Start of Text extract

In my team (also non-programmers) we're going for Google Docs in a folder structure. It's straightforward enough for most people and has all essential features. And my company went for G Suite so that fits well.

I just wished Google had a tool (or view in Docs) to make a note rather than a letter-type document. More like Dropbox Paper, less like Word. At least to get rid of the paper width and page separation.

For companies going for Office 365, Onenote is probably the best choice.


We do not use Notion where I work, but if I were doing something today I'm not sure why I'd pick anything else.

Primary reasons: Pages are easily created, can easily create templates for pages (reduce friction, increase consistency), easily shared among many people, and their "databases" feature which makes structuring all those pages much easier.

e.g. Have team meetings? Create a meetings database and change the default "new page" template to one with all the required areas to cover. Add some fields in the database for the date, who is in the meeting, where it took place, or whatever else is relevant.

If you keep projects in Notion you can link between databases and to other pages within the same database to provide links to relevant projects. Looking up all meetings referring to a project is as easy as filtering for all meetings with that page.


My issue with notion is that it doesn't support sharing PDFs/PPTs besides sharing the entire page. I'd like for it to backup my PDFs which is does onto AWS... but the links are gigantic (2k characters) and expire.

End of Text extract
Start of Excerpted data

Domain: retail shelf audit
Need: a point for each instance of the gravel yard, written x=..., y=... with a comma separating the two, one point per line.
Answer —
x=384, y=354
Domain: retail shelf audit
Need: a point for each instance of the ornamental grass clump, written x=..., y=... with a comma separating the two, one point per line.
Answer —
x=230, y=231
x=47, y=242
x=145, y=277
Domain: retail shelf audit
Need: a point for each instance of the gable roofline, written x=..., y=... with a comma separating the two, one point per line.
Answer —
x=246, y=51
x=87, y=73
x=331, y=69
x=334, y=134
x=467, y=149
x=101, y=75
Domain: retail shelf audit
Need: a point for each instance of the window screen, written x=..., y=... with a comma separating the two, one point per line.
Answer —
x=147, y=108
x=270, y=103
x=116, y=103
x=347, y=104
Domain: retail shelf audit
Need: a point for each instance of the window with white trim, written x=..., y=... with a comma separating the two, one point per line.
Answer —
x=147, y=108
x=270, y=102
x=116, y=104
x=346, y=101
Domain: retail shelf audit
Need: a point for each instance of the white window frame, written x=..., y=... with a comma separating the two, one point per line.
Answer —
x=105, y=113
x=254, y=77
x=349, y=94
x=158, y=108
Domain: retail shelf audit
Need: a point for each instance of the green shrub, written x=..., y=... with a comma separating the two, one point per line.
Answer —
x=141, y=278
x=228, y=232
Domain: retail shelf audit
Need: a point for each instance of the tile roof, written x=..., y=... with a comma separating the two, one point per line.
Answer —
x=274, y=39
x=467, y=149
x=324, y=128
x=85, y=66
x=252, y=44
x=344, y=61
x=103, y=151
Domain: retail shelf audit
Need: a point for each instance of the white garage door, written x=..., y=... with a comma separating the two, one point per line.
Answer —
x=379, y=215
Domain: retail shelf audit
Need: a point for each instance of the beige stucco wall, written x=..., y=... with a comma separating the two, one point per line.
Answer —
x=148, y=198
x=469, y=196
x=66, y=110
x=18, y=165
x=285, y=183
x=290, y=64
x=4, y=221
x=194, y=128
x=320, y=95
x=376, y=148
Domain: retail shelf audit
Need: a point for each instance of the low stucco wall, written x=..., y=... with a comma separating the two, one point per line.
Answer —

End of Excerpted data

Tasks to complete.
a) According to the discussion of team note-taking tools, which application is probably the best choice for companies that use Office 365?
b) Render this sentence from the discussion of team note-taking tools into Spanish: "It's straightforward enough for most people and has all essential features."
c) Resume the discussion of team note-taking tools, picking up right after its final sentence.
The listing has no connection to the discussion of team note-taking tools.

Outputs for the tasks.
a) Onenote

b) Es lo bastante sencillo para la mayoría de la gente y tiene todas las funciones esenciales.

c)
We use https://nuclino.com at Toughbyte. Here's their Show HN from a while back: https://news.ycombinator.com/item?id=14865666


Thanks for mentioning us! Let me know if you have any feedback or questions – I'm a co-founder.


At Mobile Jazz (fully remote company) we've a weekly 1-hour video-conference call dedicated to sharing knowledge and experiences with each other. For that we share a Google Doc where everyone has a section to write down a few bullets, add links or images. Then in the call everyone gets 2-3 minutes to talk. Usually it takes less than a minute and we have the other 2 minutes to discuss.

For the actual organization of knowledge we use Slack (#team room for work related stuff, #coffee room for everything else) and then for the serious information and processes we use a Wiki (Google Sites) and Asana.

We've also written an extensive Company Handbook [PDF] which can be downloaded here for free: https://mobilejazz.com/company-handbook-pdf


I actually launched https://ulluminate.com to help with knowledge sharing. I found myself looking through my bookmarks far too often to share things with friends and coworkers. I wanted a tool where I could segment my bookmarks into private, shared, and public spaces and provide annotations as to why I thought the link was helpful. Also the ability to search a link and domain across the network of public bookmarks will be really cool for discovering like minded people and subjects.

I still have A LOT of work to do on it, but the goal is to make it really valuable for team and peer communication. I think if you use a bookmark extension to navigate your organization's structure, it should stay more up to date than a wiki (at least thats my hope).


Sharing knowledge is tough; I don't think there's a silver bullet and everyone wishes they could do it better. Some strategies we use: - Mailing Lists - a collection of mailing lists people can subscribe to if they're interested in a topic. Bonus points if you dedupe messages, as it's kind of annoying to get the same message more than once. We BCC to avoid Reply-to-All discussions/arguments. - Discussion board - discourse... - Q&A - stack exchange like Q&A - Cross-team focus groups - these come in many flavours from "group level" (several teams sharing a common manager) to company wide. Some organise meetups/presentations that are really popular.

I'd encourage "all" of the above in some flavour or another, as people learn and teach differently.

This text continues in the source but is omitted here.